* **Задания к выполнению**:
[a] Ответьте по тексту об Одарченко на следующие вопросы:
(i) Кто ответил словами «Верно, но неинтересно» на призывы читать, учиться и тщательно работать над стихом?
(ii) Какую книгу открывает стихотворение «Петербург»?
(iii) Как называется единственная прижизненная книжка Одарченко?
[b] Воспроизведите без изменений фрагмент текста об Одарченко: начните со слов «Вейдле В. Поэзия» и закончите словами «тесно и темно.» включительно.
[c] Перечислите все названия стихотворений и книг самого Одарченко, которые приводятся в тексте об Одарченко.

===== Страница

Неизменно звучит в стихотворениях Одарченко перекличка с голосами современников — поэт, не участвовавший, как уже говорилось, ни в каких литературных объединениях, вполне отчетливо обозначал свое место среди собратьев по цеху. Вот далеко не случайные его строки из стихотворения «Я себя в твореньи перерос…»: «Куст каких-то ядовитых роз / Я взрастил поэзии на смену». Конечно, здесь прежде всего напрашивается ассоциация — о которой уже писали критики — с «Цветами зла» Бодлера. Однако этим круг ассоциаций не исчерпывается, неизбежно возникает здесь и имя Ходасевича, написавшего двадцатью годами раньше (в «Петербурге», открывающем книгу «Европейская ночь»): «И каждый стих гоня сквозь прозу, / Вывихивая каждую строку, / Привил-таки классическую розу / К советскому дичку» (В. Вейдле замечал, что «в четырех строчках дана здесь очень содержательная поэтика» [530] ). Теперь, в конце 40-х, поэт следующего поколения говорит о том, что мрак сгущается, что поэзия выходит на новые рубежи постижения трагедии души в современном мире. Потому и цитированные уже его строки: «Я расставлю слова / В наилучшем и строгом порядке — / Это будут слова, / От которых бегут без оглядки» полемически (быть может, и неосознанно) обращены к автору «Европейской ночи», страстному ревнителю классического русского стиха, заветов «пушкинского дома» в русской поэзии, призывавшему молодых поэтов (поколения Одарченко) читать и учиться, тщательно работать над стихом. «Верно, но неинтересно»,— ответил когда-то на эти призывы Б. Поплавский. Одарченко же обращает внимание на другое — и самый традиционный стих, утверждает он, может нести в себе новый, небывалый еще в поэзии, накал боли и ужаса. Перекличка с Ходасевичем в его поэзии продолжается, свидетельствуя и о близости некоторых — весьма важных — духовных оснований творчества, и о том, что в произведениях Одарченко русская поэзия обретает новую трагическую глубину. В стихотворении «Денечек, денечек, вот так день!..», одном из центральных в сборнике по своей значимости (не случайно именно к нему восходит название единственной прижизненной книжки поэта — «Денек») возникает поэтическая картина дня, охватывающая все — и дома, и улицы, и души, и стихи: «Денечек, денечек, вот так день! / Весь день такая дребедень: / В душе, на ярмарке, в церквах /Ив романтических стихах…». И тут же следует «неожиданное» продолжение, резко обнажающее зловещую изнанку этого «денечка»:

530

Вейдле В. Поэзия Ходасевича// Русская литература. 1989. № 2. С. 157.

Денечек, денечек, вот так день! Туманный день. И бездны тень В душе, на ярмарке, в церквах И в драматических стихах. А если солнышко взойдет И смерть под ручку приведет, То это будет все равно — В гробу и тесно и темно.

==========
===== Сохраненные записи

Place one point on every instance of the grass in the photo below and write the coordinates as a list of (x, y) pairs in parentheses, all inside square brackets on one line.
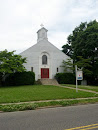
[(39, 92), (92, 88), (33, 106)]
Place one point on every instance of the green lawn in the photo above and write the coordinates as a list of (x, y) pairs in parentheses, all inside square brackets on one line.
[(39, 92), (92, 88)]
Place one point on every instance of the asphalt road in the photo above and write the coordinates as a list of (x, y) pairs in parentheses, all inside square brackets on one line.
[(59, 118)]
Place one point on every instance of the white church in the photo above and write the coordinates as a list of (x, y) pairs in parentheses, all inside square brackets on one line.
[(43, 58)]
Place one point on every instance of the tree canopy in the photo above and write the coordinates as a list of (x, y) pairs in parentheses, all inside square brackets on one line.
[(83, 42), (10, 62)]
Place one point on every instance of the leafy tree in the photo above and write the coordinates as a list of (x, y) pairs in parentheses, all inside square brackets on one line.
[(10, 63), (84, 42)]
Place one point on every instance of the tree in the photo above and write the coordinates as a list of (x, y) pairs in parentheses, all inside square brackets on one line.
[(10, 63), (84, 42)]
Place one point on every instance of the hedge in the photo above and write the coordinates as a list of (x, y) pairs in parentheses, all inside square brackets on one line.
[(65, 78), (19, 78)]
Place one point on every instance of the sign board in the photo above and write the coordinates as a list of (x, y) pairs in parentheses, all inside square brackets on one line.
[(79, 75)]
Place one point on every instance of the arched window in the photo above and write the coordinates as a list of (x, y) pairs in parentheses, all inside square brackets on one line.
[(44, 59)]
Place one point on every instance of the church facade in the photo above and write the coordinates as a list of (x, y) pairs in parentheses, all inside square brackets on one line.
[(43, 58)]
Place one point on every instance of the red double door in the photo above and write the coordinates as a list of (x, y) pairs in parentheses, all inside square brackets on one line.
[(44, 73)]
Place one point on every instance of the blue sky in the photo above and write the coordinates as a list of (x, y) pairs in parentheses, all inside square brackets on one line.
[(21, 19)]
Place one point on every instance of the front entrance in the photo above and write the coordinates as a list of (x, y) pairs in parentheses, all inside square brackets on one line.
[(44, 73)]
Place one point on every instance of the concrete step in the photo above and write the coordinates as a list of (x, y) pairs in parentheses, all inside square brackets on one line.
[(49, 82)]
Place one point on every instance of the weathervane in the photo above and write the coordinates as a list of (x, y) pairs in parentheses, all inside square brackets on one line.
[(42, 25)]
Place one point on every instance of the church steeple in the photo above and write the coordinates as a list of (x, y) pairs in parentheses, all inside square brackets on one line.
[(42, 34)]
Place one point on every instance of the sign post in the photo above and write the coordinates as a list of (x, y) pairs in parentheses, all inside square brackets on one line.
[(76, 78), (79, 76)]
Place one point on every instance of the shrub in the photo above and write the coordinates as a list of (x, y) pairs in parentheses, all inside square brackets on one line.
[(65, 78), (20, 78)]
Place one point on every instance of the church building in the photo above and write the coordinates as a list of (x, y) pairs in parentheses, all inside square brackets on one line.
[(43, 58)]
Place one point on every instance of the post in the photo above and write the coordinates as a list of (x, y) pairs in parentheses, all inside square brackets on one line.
[(76, 78)]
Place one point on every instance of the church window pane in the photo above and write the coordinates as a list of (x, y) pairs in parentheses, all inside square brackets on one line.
[(57, 69), (44, 59)]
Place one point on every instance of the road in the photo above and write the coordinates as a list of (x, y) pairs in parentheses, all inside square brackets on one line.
[(59, 118)]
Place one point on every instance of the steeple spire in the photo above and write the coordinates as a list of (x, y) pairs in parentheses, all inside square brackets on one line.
[(42, 33)]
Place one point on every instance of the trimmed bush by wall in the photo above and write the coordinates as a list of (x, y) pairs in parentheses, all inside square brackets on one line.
[(65, 78), (20, 78)]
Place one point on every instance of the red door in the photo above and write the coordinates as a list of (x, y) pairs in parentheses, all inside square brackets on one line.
[(44, 73)]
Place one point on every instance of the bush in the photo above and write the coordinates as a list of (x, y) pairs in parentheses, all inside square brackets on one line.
[(65, 78), (20, 78)]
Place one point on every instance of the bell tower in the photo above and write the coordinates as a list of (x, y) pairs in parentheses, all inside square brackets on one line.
[(42, 34)]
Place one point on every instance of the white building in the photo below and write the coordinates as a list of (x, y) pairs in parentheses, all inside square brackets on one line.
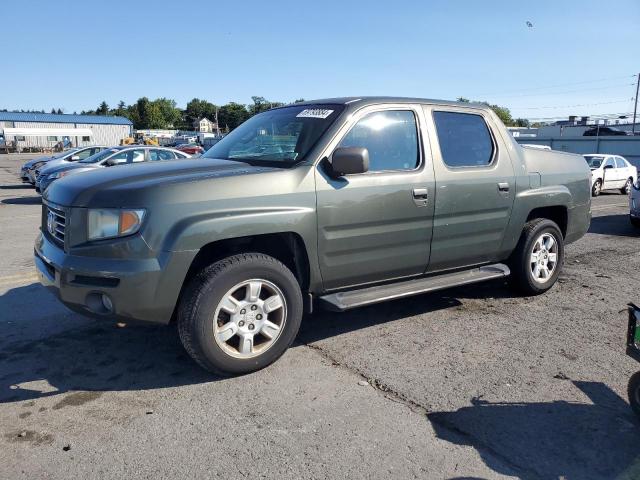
[(204, 125), (46, 130)]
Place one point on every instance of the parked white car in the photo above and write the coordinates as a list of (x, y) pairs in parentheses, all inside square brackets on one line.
[(610, 172), (634, 205)]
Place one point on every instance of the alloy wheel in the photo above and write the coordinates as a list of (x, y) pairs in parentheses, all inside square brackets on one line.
[(250, 318), (544, 258)]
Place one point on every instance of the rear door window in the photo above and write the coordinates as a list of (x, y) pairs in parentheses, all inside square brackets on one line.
[(158, 155), (135, 156), (85, 154), (464, 138)]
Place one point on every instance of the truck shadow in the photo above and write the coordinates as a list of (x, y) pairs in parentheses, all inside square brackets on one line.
[(550, 439), (87, 356), (38, 358), (618, 225)]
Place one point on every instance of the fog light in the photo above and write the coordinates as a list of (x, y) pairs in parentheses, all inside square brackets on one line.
[(106, 302)]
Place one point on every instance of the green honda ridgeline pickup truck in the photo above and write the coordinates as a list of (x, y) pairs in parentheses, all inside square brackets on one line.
[(336, 203)]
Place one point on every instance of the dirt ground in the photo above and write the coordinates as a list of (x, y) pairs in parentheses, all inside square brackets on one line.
[(473, 382)]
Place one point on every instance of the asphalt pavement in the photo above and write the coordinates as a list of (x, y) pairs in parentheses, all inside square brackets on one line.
[(474, 382)]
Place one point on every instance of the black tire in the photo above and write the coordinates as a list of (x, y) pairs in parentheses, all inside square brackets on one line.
[(597, 188), (633, 391), (201, 300), (522, 276)]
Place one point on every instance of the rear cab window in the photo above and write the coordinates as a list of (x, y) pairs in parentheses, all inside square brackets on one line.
[(465, 139)]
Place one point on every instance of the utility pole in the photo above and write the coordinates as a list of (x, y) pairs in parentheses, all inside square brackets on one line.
[(635, 108)]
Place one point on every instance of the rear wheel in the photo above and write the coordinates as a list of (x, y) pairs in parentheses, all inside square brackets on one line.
[(633, 391), (597, 188), (240, 314), (537, 261)]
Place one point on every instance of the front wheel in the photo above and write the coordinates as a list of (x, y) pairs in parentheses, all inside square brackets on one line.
[(538, 258), (597, 188), (240, 314)]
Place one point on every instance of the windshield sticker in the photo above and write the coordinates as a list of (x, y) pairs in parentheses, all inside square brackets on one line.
[(315, 113)]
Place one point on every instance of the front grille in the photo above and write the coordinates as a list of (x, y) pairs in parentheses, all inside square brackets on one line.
[(55, 224)]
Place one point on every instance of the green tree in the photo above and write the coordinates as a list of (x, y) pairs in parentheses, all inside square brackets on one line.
[(103, 109), (231, 115), (170, 115), (502, 112)]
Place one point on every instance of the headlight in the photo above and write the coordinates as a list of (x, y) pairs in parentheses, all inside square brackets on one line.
[(111, 223)]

==========

* **Решения заданий**:
[a]
(i) Б. Поплавский.
(ii) «Европейская ночь».
(iii) «Денек».

[b]
Вейдле В. Поэзия Ходасевича// Русская литература. 1989. № 2. С. 157.

Денечек, денечек, вот так день! Туманный день. И бездны тень В душе, на ярмарке, в церквах И в драматических стихах. А если солнышко взойдет И смерть под ручку приведет, То это будет все равно — В гробу и тесно и темно.

[c]
«Я себя в твореньи перерос…»
«Денечек, денечек, вот так день!..»
«Денек»